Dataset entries
· · · · ·

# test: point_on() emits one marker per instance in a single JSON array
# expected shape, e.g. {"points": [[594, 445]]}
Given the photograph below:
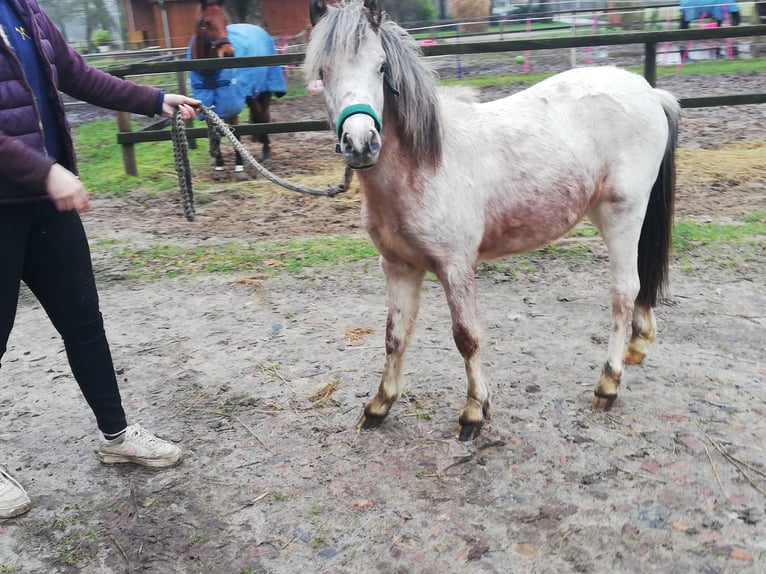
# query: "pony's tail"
{"points": [[655, 243]]}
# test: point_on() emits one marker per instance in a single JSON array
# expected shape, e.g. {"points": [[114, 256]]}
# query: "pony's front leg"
{"points": [[460, 289], [403, 283]]}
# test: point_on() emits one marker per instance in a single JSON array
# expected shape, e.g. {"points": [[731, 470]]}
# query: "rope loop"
{"points": [[216, 129]]}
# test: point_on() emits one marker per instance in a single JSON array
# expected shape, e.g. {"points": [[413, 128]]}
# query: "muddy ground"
{"points": [[262, 379]]}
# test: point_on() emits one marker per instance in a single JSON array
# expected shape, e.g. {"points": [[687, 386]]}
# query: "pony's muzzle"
{"points": [[360, 152], [359, 136]]}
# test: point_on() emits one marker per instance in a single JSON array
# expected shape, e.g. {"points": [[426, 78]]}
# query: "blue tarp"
{"points": [[694, 9], [227, 89]]}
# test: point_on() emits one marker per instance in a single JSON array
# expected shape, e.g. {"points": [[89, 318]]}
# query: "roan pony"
{"points": [[228, 90], [448, 181]]}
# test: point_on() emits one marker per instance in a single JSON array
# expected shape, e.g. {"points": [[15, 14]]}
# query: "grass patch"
{"points": [[738, 161], [102, 170], [267, 257], [690, 235]]}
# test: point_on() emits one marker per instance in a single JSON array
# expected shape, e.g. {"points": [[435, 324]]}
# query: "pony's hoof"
{"points": [[603, 403], [468, 431], [369, 422]]}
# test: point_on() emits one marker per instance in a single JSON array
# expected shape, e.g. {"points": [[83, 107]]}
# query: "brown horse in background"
{"points": [[253, 87]]}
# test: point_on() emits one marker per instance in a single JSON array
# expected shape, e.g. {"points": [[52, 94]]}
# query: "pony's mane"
{"points": [[415, 112]]}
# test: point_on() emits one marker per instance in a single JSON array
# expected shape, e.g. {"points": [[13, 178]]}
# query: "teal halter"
{"points": [[357, 109]]}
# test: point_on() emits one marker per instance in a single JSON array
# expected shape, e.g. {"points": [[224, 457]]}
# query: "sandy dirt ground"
{"points": [[262, 379]]}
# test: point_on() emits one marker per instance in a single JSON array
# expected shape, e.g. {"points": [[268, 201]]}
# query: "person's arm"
{"points": [[38, 176], [24, 168], [84, 82]]}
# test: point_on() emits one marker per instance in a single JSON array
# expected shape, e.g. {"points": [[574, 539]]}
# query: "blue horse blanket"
{"points": [[227, 89], [694, 9]]}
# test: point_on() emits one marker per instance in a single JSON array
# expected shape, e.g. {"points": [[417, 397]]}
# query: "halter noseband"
{"points": [[349, 111], [365, 109]]}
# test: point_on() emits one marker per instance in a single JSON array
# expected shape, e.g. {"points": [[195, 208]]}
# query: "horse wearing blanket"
{"points": [[227, 91], [449, 181]]}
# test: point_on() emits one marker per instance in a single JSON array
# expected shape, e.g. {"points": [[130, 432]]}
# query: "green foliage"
{"points": [[101, 37], [102, 170]]}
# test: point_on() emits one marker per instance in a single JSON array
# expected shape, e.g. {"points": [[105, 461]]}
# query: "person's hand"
{"points": [[66, 189], [183, 103]]}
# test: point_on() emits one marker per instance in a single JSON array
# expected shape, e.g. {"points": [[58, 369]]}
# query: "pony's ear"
{"points": [[317, 9], [376, 12]]}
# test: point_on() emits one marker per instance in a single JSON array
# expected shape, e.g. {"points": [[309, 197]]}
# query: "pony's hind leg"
{"points": [[403, 282], [622, 243], [644, 333], [239, 168], [260, 113], [460, 288], [219, 170]]}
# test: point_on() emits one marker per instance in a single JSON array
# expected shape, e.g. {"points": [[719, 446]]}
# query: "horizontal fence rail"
{"points": [[127, 138]]}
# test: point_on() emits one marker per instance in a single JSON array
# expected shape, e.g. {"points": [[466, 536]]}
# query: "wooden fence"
{"points": [[127, 138]]}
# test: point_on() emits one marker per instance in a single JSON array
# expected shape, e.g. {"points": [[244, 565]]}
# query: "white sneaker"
{"points": [[13, 498], [139, 446]]}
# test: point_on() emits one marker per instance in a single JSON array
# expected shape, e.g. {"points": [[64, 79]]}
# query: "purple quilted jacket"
{"points": [[24, 166]]}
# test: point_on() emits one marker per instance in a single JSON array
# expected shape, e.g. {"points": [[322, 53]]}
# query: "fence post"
{"points": [[650, 63], [128, 151]]}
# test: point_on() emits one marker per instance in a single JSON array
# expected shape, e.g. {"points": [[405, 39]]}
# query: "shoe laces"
{"points": [[140, 435]]}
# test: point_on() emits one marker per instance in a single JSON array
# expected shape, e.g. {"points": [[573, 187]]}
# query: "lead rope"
{"points": [[216, 129]]}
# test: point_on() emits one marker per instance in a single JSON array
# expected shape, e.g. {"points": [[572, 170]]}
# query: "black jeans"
{"points": [[47, 249]]}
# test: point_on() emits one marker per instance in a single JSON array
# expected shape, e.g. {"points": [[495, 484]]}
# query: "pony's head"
{"points": [[354, 100], [210, 39], [369, 65]]}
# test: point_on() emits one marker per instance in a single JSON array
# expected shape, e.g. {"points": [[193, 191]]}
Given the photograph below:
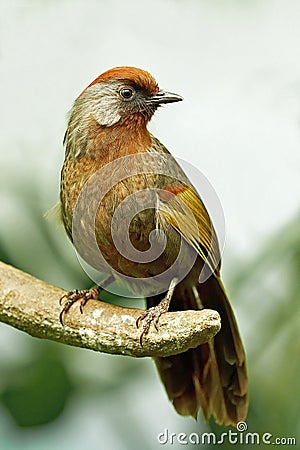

· · · · ·

Instructions to follow => Repeat each record as given. No picture belongs in the copy.

Expected answer =>
# test: point_on() emits one marker per instance in a single JSON array
# expected shape, e.g. {"points": [[594, 445]]}
Given the photograph below:
# query: "pony's tail"
{"points": [[655, 243]]}
# test: point_on() emits one marker per instance in a single JSON array
# expected shape, e.g. {"points": [[114, 256]]}
# query: "pony's front leg"
{"points": [[460, 289], [403, 283]]}
# test: point_on() emits one marker per instance in a single JSON array
# expected shape, e.g. {"points": [[731, 470]]}
# query: "rope loop"
{"points": [[216, 129]]}
# test: point_on() emits one marker per instance in a single JSON array
# expected shape, e.g. {"points": [[413, 128]]}
# query: "muddy ground"
{"points": [[262, 379]]}
# test: point_on() emits one marker per instance in a single JSON array
# expected shape, e.g. {"points": [[687, 386]]}
# query: "pony's muzzle"
{"points": [[360, 152], [359, 136]]}
# test: point_on() emits one marker per instance in a single JSON array
# expected shape, e.g. {"points": [[426, 78]]}
# query: "blue tarp"
{"points": [[694, 9], [227, 89]]}
# test: point_on() emits one marker per instance in a single JSON array
# expected shape, e.g. {"points": [[89, 318]]}
# query: "roan pony"
{"points": [[228, 90], [448, 181]]}
# test: point_on() emits one marker per instance in a single JSON array
# expected shape, e.g. {"points": [[15, 14]]}
# query: "grass patch"
{"points": [[738, 161], [102, 170], [267, 257], [690, 235]]}
# test: point_on() emits one marker per instance in a single JSON array
# expected shape, e.g. {"points": [[435, 324]]}
# query: "pony's hoof"
{"points": [[603, 403], [468, 431], [369, 422]]}
# test: point_on() emits one marker per instance in a single JSON array
# expected shape, e.g. {"points": [[83, 107]]}
# query: "brown horse in background"
{"points": [[253, 87]]}
# test: point_on() emits one marker per instance in a single JSON array
# expected shape, e.g. {"points": [[52, 94]]}
# query: "pony's mane"
{"points": [[415, 112]]}
# test: point_on() emits one marker per instance in a single JSON array
# expected shape, e.g. {"points": [[13, 178]]}
# query: "teal halter"
{"points": [[357, 109]]}
# test: point_on() emits one marker per instance in a single JSON array
# expected shape, e.g. {"points": [[224, 457]]}
# query: "sandy dirt ground"
{"points": [[262, 379]]}
# test: point_on() emits one marker per instance in a single JSON array
# expected shape, e.g. {"points": [[268, 201]]}
# query: "person's arm"
{"points": [[38, 176], [24, 168], [84, 82]]}
# test: point_on() emits one marker per instance in a single JSON array
# expected shape, e.g. {"points": [[574, 539]]}
# query: "blue horse blanket"
{"points": [[227, 89], [694, 9]]}
# test: point_on() emits one marker per instance in a single JSON array
# expected shape, e.g. {"points": [[417, 397]]}
# query: "halter noseband"
{"points": [[349, 111], [365, 109]]}
# test: point_on() emits one marker per instance in a single JSON array
# expected shape, e.g. {"points": [[195, 208]]}
# query: "horse wearing blanket"
{"points": [[227, 91], [449, 181]]}
# test: point_on() emits one marker per instance in a single JSON array
# expected shape, e.g. {"points": [[130, 432]]}
# query: "green foliage"
{"points": [[101, 37], [102, 170]]}
# test: point_on() emits one marker per instance in a single JSON array
# expected shape, e.g. {"points": [[105, 461]]}
# query: "person's hand"
{"points": [[66, 189], [183, 103]]}
# test: point_on() emits one marker per instance in a single JSON array
# expected shape, e.g. {"points": [[58, 369]]}
# query: "pony's ear"
{"points": [[317, 9], [376, 12]]}
# test: point_on() emits one marker per instance in a single JSON array
# expected shape, e.g. {"points": [[309, 197]]}
# query: "pony's hind leg"
{"points": [[403, 282], [622, 243], [644, 333], [239, 168], [260, 113], [460, 288], [219, 170]]}
# test: point_on() emits one marker per instance in a single JSON array
# expected shape, e.g. {"points": [[719, 446]]}
# query: "horizontal fence rail"
{"points": [[127, 138]]}
# test: point_on() emits one marker per instance in a single JSON array
# expected shape, e.g. {"points": [[466, 536]]}
# query: "wooden fence"
{"points": [[127, 138]]}
# test: point_on() emits one marker per instance in a single JSON array
# expected shape, e.g. {"points": [[244, 565]]}
# query: "white sneaker"
{"points": [[13, 498], [139, 446]]}
# test: point_on() emits one marker per instance in a single JSON array
# expected shape, e.g. {"points": [[64, 79]]}
# query: "purple quilted jacket"
{"points": [[24, 166]]}
# test: point_on() emits one marker per instance in a single JSON array
# expected shape, e.g. {"points": [[322, 53]]}
# query: "fence post"
{"points": [[650, 63], [128, 151]]}
# test: point_on() emits one marker per instance in a single JSON array
# expected shape, e.g. {"points": [[405, 39]]}
# query: "shoe laces"
{"points": [[140, 435]]}
# test: point_on() emits one marker per instance in a single JSON array
# expected shape, e.g. {"points": [[573, 187]]}
# query: "lead rope"
{"points": [[216, 129]]}
# test: point_on() emits one marker per instance in a single JSON array
# expected shape, e.g. {"points": [[572, 170]]}
# query: "black jeans"
{"points": [[47, 249]]}
# test: point_on() emits one marker per instance in a single JSON array
# expected shape, e.g. {"points": [[495, 484]]}
# query: "pony's head"
{"points": [[354, 100], [210, 39], [369, 65]]}
# test: point_on() emits one marker per instance in a single JSON array
# expected shape, e.g. {"points": [[193, 191]]}
Given the photograph below:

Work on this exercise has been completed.